» **Material for this task**:
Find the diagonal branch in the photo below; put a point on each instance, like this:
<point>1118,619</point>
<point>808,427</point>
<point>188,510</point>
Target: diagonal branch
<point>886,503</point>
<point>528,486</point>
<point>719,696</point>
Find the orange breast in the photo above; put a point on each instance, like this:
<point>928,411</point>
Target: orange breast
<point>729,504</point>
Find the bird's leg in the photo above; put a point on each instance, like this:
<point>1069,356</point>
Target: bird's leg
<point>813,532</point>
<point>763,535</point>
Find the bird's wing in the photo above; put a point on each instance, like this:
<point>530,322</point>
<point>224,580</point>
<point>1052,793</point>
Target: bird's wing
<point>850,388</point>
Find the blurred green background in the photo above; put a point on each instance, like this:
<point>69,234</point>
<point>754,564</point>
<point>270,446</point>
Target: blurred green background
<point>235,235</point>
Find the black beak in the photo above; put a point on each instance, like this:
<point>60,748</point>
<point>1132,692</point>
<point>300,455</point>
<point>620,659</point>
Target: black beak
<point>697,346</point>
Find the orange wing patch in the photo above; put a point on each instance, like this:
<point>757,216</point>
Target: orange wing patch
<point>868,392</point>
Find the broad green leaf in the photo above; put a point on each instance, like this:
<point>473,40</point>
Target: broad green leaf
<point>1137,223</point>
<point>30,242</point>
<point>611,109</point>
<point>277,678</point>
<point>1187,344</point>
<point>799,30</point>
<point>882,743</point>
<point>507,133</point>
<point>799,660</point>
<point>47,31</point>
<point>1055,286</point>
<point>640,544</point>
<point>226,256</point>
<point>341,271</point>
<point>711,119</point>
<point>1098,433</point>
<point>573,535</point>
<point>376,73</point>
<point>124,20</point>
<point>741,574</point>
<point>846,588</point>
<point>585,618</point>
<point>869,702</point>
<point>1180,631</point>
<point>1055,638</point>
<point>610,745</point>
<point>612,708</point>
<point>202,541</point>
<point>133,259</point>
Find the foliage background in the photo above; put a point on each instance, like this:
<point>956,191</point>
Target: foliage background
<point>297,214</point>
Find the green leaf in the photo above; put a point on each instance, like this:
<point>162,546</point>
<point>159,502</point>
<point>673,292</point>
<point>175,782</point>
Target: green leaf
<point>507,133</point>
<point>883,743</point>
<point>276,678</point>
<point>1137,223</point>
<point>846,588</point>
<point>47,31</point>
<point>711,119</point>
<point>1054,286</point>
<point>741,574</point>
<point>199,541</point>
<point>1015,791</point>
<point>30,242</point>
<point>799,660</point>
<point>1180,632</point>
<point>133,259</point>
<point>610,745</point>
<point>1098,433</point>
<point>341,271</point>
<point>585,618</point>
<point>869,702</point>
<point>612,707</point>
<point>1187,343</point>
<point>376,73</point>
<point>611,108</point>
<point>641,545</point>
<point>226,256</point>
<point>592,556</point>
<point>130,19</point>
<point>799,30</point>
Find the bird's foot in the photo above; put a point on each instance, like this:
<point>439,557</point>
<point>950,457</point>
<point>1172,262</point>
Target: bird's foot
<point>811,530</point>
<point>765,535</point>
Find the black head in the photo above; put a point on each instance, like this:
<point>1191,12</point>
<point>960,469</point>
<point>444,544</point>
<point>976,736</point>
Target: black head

» **What needs to be done**:
Look at the records above. Copy every line where the string "head" occurs.

» **Your solution**:
Find the black head in the photo above; put a point on each instance, like this:
Target: black head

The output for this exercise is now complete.